- _Reading text_:
===============

Addicted to Daydreaming

I think there is some kind of disorder where a person lives a soap opera of sorts in their imagination.

I had it when I was younger. I dreamed up these characters; they were very real and have names that still sound so familiar in the back of my mind. For six years I would live their lives out in my mind. I created thousands of stories about them, I dreamt about them before I fell asleep, when I was bored after an exam, when I came home from school, in the car driving to and from places. All I had to do was close my eyes and I was transported instantly to them in their special world. Their pains became mine and their passions were my own.

It was my secret, nobody else knew. I became so adept at it that I could even imagine them with my eyes open.

It was incredible. I didn’t need to watch movies or TV serials anymore. I had my own, and it was more precious than any story I’d ever read.

Oh, I still know the details of their lives from the moment they were born until their became old enough that their children were adults. I knew their characters inside out, and I still do, years later, when I have ceased to think about them so much.

I will remember them in passing now, a fond smile and an invisible sigh.

I find I want to write their story down, and bring them to life with my words. But I am afraid I can’t ever do them the magnificent justice my brain could.

Recently I stumbled upon an article describing the very symptoms I displayed – making up a story in one’s head so consuming that it almost took over daily life – which in my case was true because I would close my eyes anywhere just to think about them. Even when I had things to do, I preferred to think of them. I found an online forum describing people who do this as ‘addictive daydreamers’. I found that it was odd, to spend hours and hours of the day just – daydreaming. Doing it at the time felt wrong, in a way. I felt as though if I told anybody, they would think me a lunatic.

===============

- _The data_:
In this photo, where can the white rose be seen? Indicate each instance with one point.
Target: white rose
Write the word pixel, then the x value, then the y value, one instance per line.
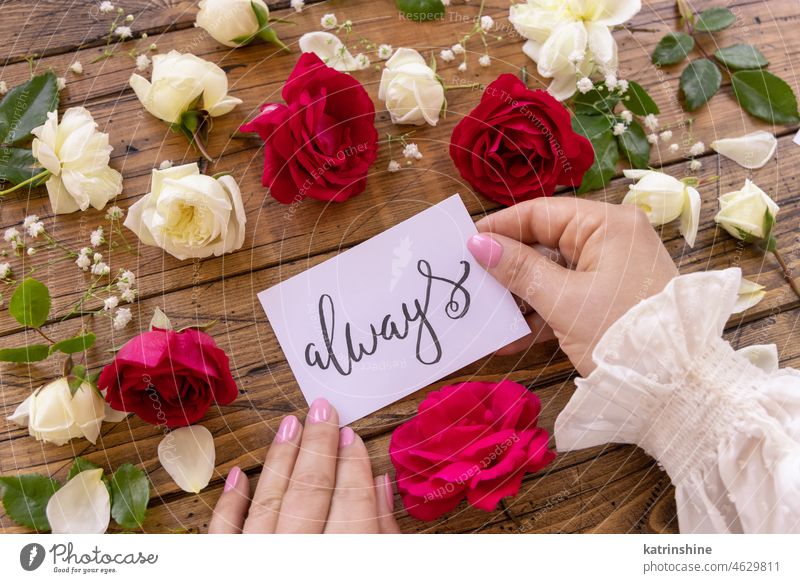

===============

- _What is needed_:
In the piece about daydreaming, list each occasion named in the sentence starting "I created thousands of stories" when the writer dreamed about the characters.

- _Written solution_:
- before falling asleep
- when bored after an exam
- when coming home from school
- in the car driving to and from places